** Provided passage **
- - - - -

Tangible benefits of code scanning

Third-party vendor discovery at scale: Engineers who write applications might use third-party vendors for many things — from handling payments to sending notifications. This might be "business as usual," but it is table stakes from a data map perspective. Code scans are highly effective ways to automatically create visibility into third-party vendors' usages without needing to turn to engineering teams. When running code scans at a regular cadence, this can be done at scale, producing a real-time data map. Win-win.
Data discovery and classification: Static code analysis creates a topology that contains "clues" from the source code, like function names, variable names, API calls and import paths. Systems can use the clues to triangulate and accurately predict the types of data a given piece of code is processing. This effectively means that not only can you glean much-needed information about data types, but these techniques can also help you classify them and provide an understanding of where they are being processed. This is highly effective in understanding data processing and associated flows more deeply within an application.
Comprehensive data lineage: Scanning source code can help to understand how data moves from point A to point B. Knowing that personal data exists in a data store or how it moves from that table to other stores is insufficient. It's important to know where that data came from in the first place. Source code scanning and data-at-rest scans, together, can help paint the entire data lineage and how it moves within your application and into data stores.
Privacy by design: It is a core tenet of the EU's General Data Protection Regulation and static code analysis lets you "shift left" in this "data chain" to catch potential issues before they make their way into production. Data proliferates in an organization from some piece of code. A microservice might write terabytes of data to multiple tables in a database. A code pipeline might be dumping data in multiple S3 buckets. Understanding data is processed at the source conceptually moves up the privacy checks in this flow and gets organizations a step further in privacy by design initiatives. Knowing that sensitive data made its way into a table in a data store via a microservice is much better than just knowing that sensitive data exists in a table in a data store. This almost always leads to much better decision-making.
Incident response: In the unfortunate event of a privacy incident or data breach, scanning code bases and underlying microservices play a crucial role in incident response and forensics. They can help you quickly identify the extent of the breach, trace how it occurred, and take swift action to mitigate the damage. If microservice A is sending data to a third party that has been compromised, triangulating and solving the immediate problem becomes easy.
Better data hygiene and more secure software: Code scanning and visualizing the data flows can help in visualizing sensitive data flows. When engineers grasp the data types their source code processes and shares, they can imagine how the services they own contribute to data proliferation in the company’s privacy posture. This leads to meaningful conversations around minimizing data types that aren’t needed by the parts of the source code they own vs. having these directives come top down by the privacy team. This "data minimization" approach aligns with the GDPR's principle of limiting data processing to what is essential for a specific purpose, reducing the overall risk of data breaches.

- - - - -

** Dataset extract **

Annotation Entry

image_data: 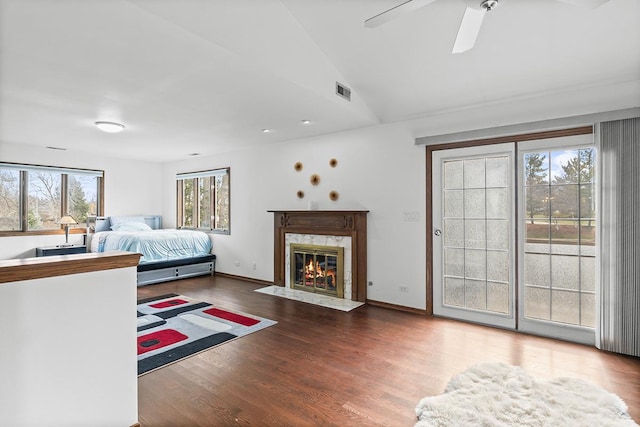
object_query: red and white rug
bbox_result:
[138,294,277,375]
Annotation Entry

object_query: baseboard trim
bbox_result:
[367,299,427,316]
[214,271,273,286]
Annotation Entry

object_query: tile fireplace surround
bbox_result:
[269,210,368,302]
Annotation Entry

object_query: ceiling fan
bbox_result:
[364,0,609,53]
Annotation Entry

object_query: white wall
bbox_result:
[163,125,426,308]
[0,142,162,259]
[0,267,138,427]
[0,80,640,308]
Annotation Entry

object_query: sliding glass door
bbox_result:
[518,135,596,344]
[431,134,597,343]
[432,144,515,328]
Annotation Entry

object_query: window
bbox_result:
[176,168,230,234]
[0,163,103,234]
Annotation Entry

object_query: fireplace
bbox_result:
[270,210,368,302]
[289,244,344,298]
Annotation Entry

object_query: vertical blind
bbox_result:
[596,118,640,356]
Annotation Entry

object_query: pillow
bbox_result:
[111,222,151,231]
[109,216,145,225]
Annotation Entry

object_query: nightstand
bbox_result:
[36,245,87,256]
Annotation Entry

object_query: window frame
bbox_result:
[176,167,231,235]
[0,162,104,237]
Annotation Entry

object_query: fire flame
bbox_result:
[304,259,324,279]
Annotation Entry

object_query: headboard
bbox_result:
[94,215,162,232]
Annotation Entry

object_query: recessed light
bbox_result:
[96,122,124,133]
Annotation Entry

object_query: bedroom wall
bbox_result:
[162,80,640,309]
[162,125,426,308]
[0,142,162,259]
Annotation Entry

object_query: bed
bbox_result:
[88,215,216,286]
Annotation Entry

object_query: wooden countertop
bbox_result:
[0,251,141,283]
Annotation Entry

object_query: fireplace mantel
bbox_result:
[269,210,369,302]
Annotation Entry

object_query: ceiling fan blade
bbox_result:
[364,0,436,28]
[451,6,486,53]
[556,0,609,9]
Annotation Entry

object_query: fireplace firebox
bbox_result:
[289,244,344,298]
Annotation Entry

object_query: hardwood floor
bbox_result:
[138,276,640,427]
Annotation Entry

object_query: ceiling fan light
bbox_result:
[95,122,124,133]
[451,6,485,53]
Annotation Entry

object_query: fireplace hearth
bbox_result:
[269,210,368,302]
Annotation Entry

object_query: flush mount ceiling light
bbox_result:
[96,122,124,133]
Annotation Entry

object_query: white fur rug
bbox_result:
[416,363,638,427]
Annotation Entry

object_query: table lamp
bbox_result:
[58,215,78,248]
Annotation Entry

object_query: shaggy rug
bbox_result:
[138,294,276,375]
[416,363,638,427]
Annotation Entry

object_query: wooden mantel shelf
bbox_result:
[268,210,369,302]
[0,251,140,283]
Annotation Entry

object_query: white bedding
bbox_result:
[90,229,212,263]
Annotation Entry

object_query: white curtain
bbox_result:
[596,117,640,357]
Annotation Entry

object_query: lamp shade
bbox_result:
[58,215,78,225]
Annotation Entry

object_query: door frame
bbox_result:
[425,125,593,314]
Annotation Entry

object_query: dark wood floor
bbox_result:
[138,276,640,427]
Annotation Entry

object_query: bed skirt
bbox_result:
[138,255,216,286]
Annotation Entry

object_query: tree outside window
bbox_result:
[177,168,230,234]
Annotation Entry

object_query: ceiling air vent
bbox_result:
[336,82,351,101]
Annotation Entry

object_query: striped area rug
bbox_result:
[138,294,277,375]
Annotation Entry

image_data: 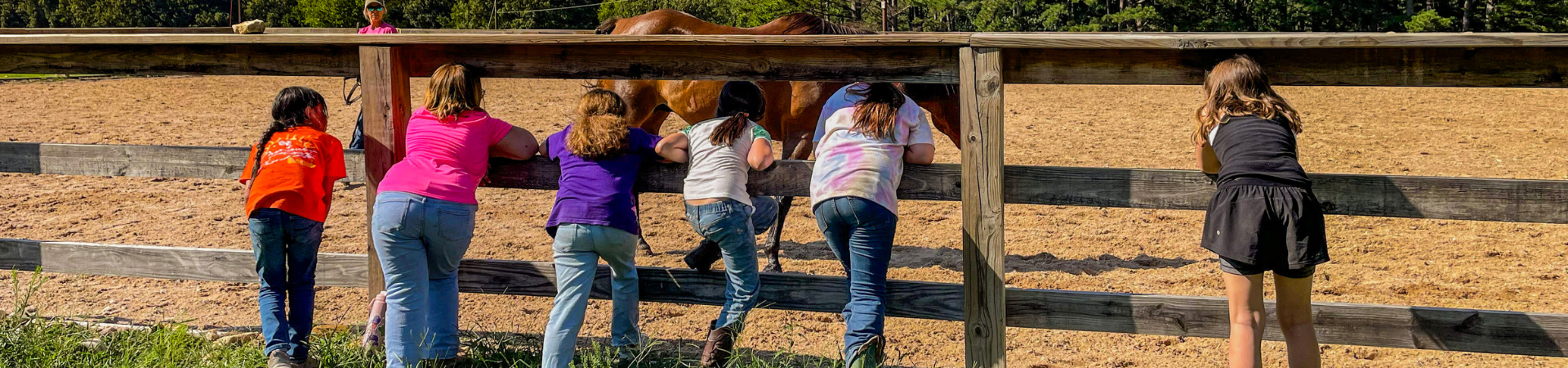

- - - - -

** Stated goal **
How would you put this sentence from the passage on code scanning into Spanish: "A microservice might write terabytes of data to multiple tables in a database." The records have no connection to the passage on code scanning.

** Correct result **
Un microservicio podría escribir terabytes de datos en varias tablas de una base de datos.